_Извлечённый текст_
* * * * * * *
Тори — консервативная оппозиция — после того, как выяснилось, что персы (то есть на самом деле русские) потерпели неудачу в Герате, выступили против афганской экспедиции. Веллингтон даже философски заметил, что «там, где кончаются военные успехи, начинаются политические трудности». Однако вмешалась общественность, захваченная антироссийской истерией.
«От границ Венгрии до сердца Бирмы и Непала русский дьявол неотступно преследует и терзает весь человеческий род и неустанно совершает свое злобное дело, раздражая нашу трудолюбивую и исключительно мирную империю»[63].
Текст замечателен тем, что проводить современные аналогии даже не требуется.
Кошмар афганской победы
Весной 1839 года 16-тысячная британская армия вторжения вошла в Афганистан через Баланский перевал. Ближе было бы через Хайберский, но кашмирские сикхи воспротивились. Хотя и продали 10 тысяч овец для провианта. Англичане вступили в Кандагар и затем внезапным штурмом взяли хорошо укрепленную крепость Газни. После чего собственно военная часть кампании была завершена. Союзники Доста Мухаммеда начали разбегаться, Кабул был взят без боя. То есть произошло самое страшное, что может случиться в стандартной афганской войне: быстрая и сокрушительная военная победа. Ловушка захлопнулась легко.
«Звон денежных мешков и сверкание британских штыков вернули ему трон, который он без этих помощников добывал бы долго и безуспешно»[64].
Особенность Афганистана, подтверждаемая всей историей, — штыки очень мешают мешкам. Поскольку это был первый опыт, трудно осуждать англичан за то, что они не предполагали известных последствий.
* * * * * * *
Данные для указания областей
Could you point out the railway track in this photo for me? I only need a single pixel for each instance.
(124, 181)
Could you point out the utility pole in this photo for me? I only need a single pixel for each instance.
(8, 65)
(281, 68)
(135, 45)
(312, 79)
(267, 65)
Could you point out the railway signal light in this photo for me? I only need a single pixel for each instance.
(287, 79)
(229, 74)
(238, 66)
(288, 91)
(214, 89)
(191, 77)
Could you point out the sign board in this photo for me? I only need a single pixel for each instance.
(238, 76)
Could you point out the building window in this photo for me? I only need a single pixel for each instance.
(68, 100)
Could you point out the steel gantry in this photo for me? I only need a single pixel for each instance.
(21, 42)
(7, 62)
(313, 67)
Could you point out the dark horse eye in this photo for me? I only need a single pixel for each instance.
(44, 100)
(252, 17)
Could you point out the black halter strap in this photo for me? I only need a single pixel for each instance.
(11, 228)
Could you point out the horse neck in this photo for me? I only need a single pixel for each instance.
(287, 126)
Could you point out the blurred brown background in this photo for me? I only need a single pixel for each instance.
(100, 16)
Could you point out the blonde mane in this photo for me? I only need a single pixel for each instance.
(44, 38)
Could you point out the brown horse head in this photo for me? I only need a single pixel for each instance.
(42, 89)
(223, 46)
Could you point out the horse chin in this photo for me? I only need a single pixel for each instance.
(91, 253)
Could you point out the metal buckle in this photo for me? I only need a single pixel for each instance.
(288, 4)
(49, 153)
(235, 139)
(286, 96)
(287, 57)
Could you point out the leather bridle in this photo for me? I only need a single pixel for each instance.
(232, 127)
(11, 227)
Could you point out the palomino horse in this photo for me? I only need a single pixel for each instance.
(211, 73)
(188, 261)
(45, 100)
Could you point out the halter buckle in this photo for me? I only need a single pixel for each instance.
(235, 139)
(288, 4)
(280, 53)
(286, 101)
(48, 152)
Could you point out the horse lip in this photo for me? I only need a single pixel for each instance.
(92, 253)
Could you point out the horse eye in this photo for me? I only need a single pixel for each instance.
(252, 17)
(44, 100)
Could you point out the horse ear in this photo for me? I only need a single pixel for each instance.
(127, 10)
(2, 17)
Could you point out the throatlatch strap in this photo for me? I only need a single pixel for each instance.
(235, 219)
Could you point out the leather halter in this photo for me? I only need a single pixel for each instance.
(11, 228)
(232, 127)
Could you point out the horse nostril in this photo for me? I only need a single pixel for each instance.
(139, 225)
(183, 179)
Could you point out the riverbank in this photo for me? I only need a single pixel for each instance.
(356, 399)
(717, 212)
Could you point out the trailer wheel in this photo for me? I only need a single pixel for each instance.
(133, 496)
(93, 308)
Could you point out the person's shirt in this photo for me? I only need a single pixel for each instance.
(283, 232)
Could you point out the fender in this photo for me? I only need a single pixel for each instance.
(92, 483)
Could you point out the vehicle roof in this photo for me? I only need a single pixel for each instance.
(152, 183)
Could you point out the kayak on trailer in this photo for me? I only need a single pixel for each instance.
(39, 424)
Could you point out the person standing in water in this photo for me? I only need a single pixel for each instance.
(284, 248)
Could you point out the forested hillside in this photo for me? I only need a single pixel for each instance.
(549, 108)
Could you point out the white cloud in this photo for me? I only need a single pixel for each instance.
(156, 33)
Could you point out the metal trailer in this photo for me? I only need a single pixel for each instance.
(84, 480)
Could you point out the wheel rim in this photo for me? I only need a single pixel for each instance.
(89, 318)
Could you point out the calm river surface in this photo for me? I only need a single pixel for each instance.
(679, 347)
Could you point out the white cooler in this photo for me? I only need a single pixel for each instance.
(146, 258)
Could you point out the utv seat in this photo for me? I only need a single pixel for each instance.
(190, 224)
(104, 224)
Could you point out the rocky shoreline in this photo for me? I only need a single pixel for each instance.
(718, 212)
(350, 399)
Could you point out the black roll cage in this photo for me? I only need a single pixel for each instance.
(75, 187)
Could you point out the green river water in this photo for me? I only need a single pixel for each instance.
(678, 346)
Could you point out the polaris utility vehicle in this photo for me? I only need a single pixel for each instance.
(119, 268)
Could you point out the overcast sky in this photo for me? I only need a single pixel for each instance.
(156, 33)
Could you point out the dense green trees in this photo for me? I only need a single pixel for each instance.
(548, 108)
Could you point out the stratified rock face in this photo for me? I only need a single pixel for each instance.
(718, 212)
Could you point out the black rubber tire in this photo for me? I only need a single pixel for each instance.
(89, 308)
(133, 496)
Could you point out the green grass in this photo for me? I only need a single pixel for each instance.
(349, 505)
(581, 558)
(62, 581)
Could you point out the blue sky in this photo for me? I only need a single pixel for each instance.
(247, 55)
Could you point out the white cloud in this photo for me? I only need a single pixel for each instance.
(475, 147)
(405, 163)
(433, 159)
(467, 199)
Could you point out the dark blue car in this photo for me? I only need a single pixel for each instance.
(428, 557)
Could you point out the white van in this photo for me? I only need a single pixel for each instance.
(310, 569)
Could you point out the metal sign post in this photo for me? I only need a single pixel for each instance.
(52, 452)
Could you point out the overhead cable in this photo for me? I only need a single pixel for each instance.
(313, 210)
* * * * * * *
_Что нужно сделать_
Через какой перевал британская армия вторжения вошла в Афганистан весной 1839 года, согласно отрывку об афганской экспедиции?

_Результат задания_
Через Баланский перевал.